- EXERCISE DESCRIPTION:
Each entry must be given again exactly; images do not belong in the copy.

- DATA EXCERPTS:
⟨
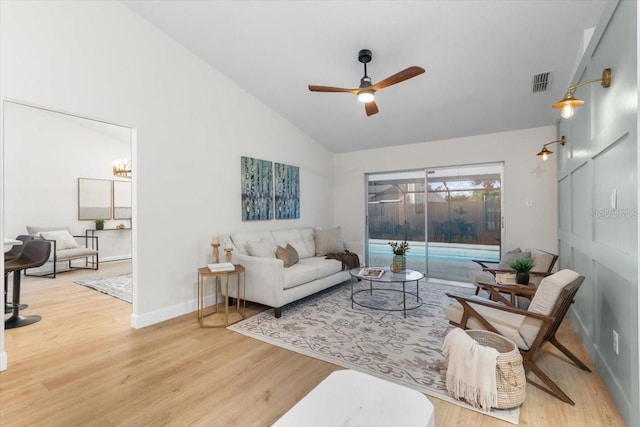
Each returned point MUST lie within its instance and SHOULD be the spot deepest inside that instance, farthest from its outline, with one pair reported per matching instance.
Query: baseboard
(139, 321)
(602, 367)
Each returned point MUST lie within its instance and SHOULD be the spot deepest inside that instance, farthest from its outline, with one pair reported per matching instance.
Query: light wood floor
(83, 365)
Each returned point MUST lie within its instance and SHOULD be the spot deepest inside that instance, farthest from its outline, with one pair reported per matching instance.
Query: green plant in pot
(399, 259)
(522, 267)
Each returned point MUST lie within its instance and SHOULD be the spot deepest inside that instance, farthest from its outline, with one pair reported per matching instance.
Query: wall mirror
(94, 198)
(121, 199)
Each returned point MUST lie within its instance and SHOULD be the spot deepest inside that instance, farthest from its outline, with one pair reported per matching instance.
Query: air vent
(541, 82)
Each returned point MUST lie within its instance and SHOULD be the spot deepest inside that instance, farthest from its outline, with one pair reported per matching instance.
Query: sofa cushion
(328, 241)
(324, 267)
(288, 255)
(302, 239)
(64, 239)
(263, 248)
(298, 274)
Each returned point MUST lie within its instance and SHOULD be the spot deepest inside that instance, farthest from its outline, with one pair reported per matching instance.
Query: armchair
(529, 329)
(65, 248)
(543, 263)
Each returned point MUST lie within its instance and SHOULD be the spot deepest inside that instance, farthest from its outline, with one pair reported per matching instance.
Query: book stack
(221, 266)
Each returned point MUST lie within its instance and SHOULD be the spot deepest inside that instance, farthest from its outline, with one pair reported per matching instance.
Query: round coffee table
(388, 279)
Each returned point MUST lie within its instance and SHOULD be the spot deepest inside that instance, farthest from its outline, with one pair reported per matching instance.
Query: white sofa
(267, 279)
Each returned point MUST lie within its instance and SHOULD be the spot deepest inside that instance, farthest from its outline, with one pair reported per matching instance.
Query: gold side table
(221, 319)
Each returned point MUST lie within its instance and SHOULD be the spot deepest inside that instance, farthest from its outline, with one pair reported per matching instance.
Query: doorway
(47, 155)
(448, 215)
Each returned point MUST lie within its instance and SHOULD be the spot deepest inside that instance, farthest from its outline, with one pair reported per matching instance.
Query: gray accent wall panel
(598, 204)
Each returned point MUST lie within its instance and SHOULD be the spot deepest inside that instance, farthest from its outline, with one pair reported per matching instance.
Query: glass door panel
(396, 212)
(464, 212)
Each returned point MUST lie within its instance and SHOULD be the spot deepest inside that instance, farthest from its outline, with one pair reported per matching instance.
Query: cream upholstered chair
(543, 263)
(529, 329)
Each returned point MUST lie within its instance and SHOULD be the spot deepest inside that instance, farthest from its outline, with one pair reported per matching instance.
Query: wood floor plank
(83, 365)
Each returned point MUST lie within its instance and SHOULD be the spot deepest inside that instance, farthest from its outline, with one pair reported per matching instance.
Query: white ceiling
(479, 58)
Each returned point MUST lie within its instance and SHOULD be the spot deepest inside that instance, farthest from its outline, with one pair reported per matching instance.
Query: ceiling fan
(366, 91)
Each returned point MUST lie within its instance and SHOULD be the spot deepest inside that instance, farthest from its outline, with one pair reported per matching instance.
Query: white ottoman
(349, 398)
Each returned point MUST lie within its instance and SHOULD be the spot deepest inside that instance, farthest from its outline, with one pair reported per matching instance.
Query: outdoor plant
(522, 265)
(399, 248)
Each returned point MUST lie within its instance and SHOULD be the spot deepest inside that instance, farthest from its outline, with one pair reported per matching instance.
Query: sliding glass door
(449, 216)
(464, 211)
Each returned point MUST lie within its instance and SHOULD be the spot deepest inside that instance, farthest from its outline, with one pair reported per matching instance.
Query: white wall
⟩
- RESPONSE FOR THIS EXERCISE:
Each returned point MUST lie within its instance and SHOULD be the spot deepest inside that instance, farthest from its outline, with one pair reported per matching instance.
Query: baseboard
(139, 321)
(602, 367)
Each returned point MUST lie within its instance and SHOULD be the spot deepest inside that instance, farthest from its outline, with one pair reported per matching instance.
Query: light wood floor
(83, 365)
Each returned point MUST lie within its instance and SHOULD be the spot deepest inside that instance, farthest from its outline, with one pair reported per matching instance.
Query: green plant in pot
(399, 259)
(522, 267)
Each returned point MUST lie within its instance and SHOULD be the spot deepest inside that instance, farthest from its outline, with one pair reported per matching instance.
Query: wall mirror
(94, 198)
(121, 199)
Each returned point MUST lie within its instance and SHOULD be the spot deepest inside that instance, farthest from its outline, with one pair reported per matching instance.
Query: air vent
(541, 82)
Each returned point MUST lie within its instance and SHOULD be the spot deepest inside that instance, farthest from its outline, with one pair reported per matching instance.
Query: sofa cushion
(328, 241)
(324, 267)
(288, 255)
(302, 239)
(64, 239)
(263, 248)
(298, 274)
Each returned point MUST lie within its instance and SHOULD be the spot deepest inside that instance, farthest from its outline, with one pair reported per matching instance.
Query: armchair
(529, 329)
(65, 248)
(543, 263)
Each returned point MUST lie within its instance and SHOULD be the spot deepest inside that instance, farthest from its outline, with one pair reported per matching instance.
Query: book stack
(221, 266)
Each returned point MUST lie within its instance and SHOULD be the spot deepest inside that instance, farthest from its outline, with one pair reported per matching instance.
Query: round coffee table
(388, 279)
Each returned point MUST lie within its instance and SHOULD be the spot deepest inside that instance, farthest from its outline, with one pair reported per matching instance.
Query: white sofa
(267, 279)
Each returned point MUST lie within its instance and SHOULD be the spot deepest inside that instance, farthest from its outline, with one pair reported per matching instance.
Query: gold side table
(221, 319)
Each returned point MUST lie within its instance and SHOULD be the spot deepest inside that instance, farthest from its outline, with one pair reported per matching instance.
Query: doorway
(47, 155)
(448, 215)
Each returned point MUST lie within its instance and SHOULD be the spot deepest inside that instance, farthest from its outline, with one pair reported per matching instance.
Query: gray accent wall panel
(598, 204)
Each returned point MUST lie within its instance and SHOULD be the spot deepest inside that instance, farthest from its outline, with one pair reported per matching instance.
Query: glass door panel
(396, 212)
(464, 212)
Each returned point MUST lie within its instance and SHOULD be the spot deepest inside that instance, farthest from its outline, with one pair reported per matching instance.
Query: cream upholstered chair
(543, 263)
(529, 329)
Each returned point MUST lie within its instance and SHOULD be the spot deepest inside that instance, farthest from its outline, with one pair reported per matching instance.
Query: wood floor plank
(83, 365)
Each returned point MUST lie within its instance and SHOULD be the spot deepest inside that instance, farthest from its outline, with one pair reported per matching instance.
Query: white ceiling
(479, 58)
Each returned point MUST lie within its instance and SHOULD be the spot deepest inside that instance, farthest from its outline, with one pair reported per matching instance.
Query: ceiling fan
(366, 91)
Each returned point MUST lie within its instance and SHOULD be the spot deepest inside that instance, farthest from its outline, with one pair reported per matching instance.
Query: white ottoman
(349, 398)
Each returned point MUST lie within its instance and SHOULD be the spot deepest inside that instance, farthest from its outline, with one pair reported per matching instance.
Query: outdoor plant
(522, 265)
(399, 248)
Each returned point MUST lie within its instance and SHOULD be the spot deepest inside that instance, farthest from its outline, with one pair reported per matching instance.
Query: sliding glass door
(449, 216)
(464, 211)
Each returned point MUST lie within its instance and SHOULD be the spot deepest inside that instance, farthest from its outline, with one pair reported per matching instance.
Query: white wall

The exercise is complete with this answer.